## Exercise aim
Please return every line in the items below that contains the word "frame", copying each such line in full. Treat case as significant.

## begin The input

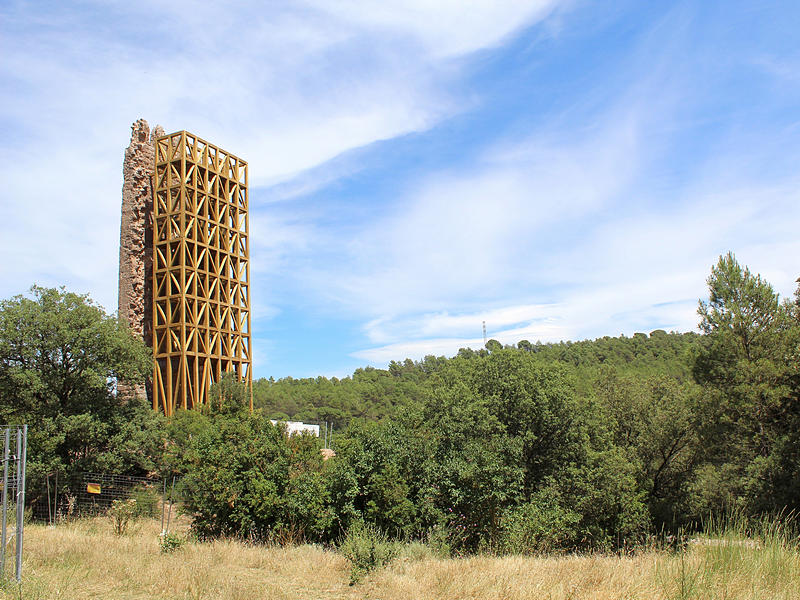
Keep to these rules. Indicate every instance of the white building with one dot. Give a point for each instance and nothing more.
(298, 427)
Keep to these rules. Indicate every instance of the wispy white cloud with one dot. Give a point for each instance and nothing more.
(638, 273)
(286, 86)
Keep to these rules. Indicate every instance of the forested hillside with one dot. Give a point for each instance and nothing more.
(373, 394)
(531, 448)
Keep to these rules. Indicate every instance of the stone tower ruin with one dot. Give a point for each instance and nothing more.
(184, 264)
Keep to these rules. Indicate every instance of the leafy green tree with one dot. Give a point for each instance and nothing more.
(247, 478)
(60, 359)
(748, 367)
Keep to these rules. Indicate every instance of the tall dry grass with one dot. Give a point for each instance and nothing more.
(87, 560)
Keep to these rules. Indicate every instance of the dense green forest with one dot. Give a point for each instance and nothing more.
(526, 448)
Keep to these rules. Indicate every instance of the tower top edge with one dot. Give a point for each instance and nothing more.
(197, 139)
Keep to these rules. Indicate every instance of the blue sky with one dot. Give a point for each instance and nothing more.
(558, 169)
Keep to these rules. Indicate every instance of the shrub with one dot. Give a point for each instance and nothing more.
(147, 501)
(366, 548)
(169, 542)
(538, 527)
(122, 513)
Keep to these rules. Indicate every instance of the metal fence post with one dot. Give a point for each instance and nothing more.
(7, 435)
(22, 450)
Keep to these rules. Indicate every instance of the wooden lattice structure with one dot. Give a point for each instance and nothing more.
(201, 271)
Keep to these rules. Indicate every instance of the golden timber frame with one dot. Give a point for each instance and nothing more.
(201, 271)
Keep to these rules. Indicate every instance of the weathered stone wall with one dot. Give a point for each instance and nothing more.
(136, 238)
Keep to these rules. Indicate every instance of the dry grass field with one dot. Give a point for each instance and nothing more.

## end The input
## begin The input

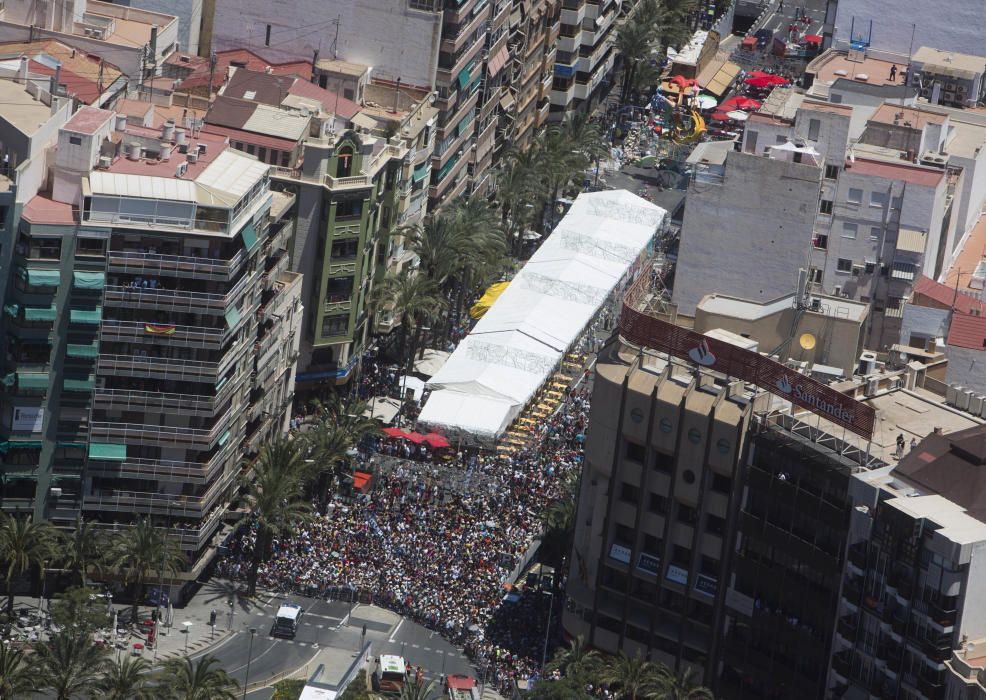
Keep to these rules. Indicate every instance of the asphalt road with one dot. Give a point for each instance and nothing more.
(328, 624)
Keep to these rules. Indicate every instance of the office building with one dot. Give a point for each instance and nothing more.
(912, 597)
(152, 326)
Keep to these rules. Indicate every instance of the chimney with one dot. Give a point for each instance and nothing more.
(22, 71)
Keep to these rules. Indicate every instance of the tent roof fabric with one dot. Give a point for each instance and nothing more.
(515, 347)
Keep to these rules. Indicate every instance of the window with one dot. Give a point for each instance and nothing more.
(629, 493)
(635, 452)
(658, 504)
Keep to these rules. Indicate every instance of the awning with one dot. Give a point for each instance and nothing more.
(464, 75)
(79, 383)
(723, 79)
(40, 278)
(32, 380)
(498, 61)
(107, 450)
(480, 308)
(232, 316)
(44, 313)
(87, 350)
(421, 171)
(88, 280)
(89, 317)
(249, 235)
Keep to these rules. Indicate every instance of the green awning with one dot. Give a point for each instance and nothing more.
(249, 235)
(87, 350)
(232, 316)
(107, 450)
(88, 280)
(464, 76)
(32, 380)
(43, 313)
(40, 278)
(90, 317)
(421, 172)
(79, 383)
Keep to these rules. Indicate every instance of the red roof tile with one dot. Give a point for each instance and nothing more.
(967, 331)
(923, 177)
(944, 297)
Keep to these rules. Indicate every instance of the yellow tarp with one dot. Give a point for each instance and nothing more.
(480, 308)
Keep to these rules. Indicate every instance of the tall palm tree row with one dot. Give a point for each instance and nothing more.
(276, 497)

## end The input
## begin The input

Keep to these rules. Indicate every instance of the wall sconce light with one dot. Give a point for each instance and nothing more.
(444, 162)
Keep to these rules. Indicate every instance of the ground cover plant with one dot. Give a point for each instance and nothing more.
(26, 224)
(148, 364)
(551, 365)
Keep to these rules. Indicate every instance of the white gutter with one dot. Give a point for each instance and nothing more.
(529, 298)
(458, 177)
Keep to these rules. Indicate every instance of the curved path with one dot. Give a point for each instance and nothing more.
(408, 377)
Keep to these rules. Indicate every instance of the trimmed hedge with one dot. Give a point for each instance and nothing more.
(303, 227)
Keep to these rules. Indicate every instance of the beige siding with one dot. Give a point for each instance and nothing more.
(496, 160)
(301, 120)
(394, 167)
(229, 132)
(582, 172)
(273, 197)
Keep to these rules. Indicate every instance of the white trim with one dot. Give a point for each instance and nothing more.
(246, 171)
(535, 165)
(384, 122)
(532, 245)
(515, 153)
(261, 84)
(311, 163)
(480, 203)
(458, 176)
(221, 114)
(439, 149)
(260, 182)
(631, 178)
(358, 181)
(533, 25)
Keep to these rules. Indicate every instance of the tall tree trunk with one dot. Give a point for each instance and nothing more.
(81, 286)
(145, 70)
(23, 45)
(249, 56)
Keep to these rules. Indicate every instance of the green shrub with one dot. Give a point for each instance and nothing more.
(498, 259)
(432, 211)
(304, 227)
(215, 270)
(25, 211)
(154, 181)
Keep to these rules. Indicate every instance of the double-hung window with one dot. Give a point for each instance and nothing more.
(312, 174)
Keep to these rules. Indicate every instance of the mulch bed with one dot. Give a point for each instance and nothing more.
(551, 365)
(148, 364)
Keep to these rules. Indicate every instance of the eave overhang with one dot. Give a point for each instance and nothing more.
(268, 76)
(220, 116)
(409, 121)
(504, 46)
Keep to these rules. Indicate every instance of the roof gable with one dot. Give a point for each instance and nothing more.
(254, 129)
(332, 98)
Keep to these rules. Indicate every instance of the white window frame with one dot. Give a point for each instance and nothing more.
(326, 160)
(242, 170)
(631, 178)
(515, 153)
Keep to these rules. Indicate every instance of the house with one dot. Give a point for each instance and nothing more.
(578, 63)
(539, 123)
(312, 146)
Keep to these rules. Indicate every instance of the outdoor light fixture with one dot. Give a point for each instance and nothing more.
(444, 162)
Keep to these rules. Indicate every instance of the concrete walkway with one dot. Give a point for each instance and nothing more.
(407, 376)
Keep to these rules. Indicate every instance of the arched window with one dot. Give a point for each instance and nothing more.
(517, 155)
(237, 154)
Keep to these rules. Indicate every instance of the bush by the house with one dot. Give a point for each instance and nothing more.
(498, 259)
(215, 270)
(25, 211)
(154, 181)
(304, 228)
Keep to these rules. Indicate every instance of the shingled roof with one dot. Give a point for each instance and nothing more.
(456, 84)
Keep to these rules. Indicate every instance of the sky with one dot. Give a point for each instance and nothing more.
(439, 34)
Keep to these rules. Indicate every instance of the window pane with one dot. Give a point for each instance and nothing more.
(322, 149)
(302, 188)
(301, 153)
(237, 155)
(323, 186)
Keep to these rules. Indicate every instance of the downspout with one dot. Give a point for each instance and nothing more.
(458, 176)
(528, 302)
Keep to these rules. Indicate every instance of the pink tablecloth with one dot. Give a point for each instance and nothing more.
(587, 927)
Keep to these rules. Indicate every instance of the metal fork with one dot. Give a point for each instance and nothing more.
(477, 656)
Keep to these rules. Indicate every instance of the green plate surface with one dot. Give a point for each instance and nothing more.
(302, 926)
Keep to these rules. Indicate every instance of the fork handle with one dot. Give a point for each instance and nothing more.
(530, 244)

## end The input

## Task output
Keep to these rules. Indicate every instance of the golden timber frame with one dot. Give a point for each instance and nothing more.
Keep to these rules. Indicate every instance of the white window frame with one dot. Give a point for each instance and nothing more.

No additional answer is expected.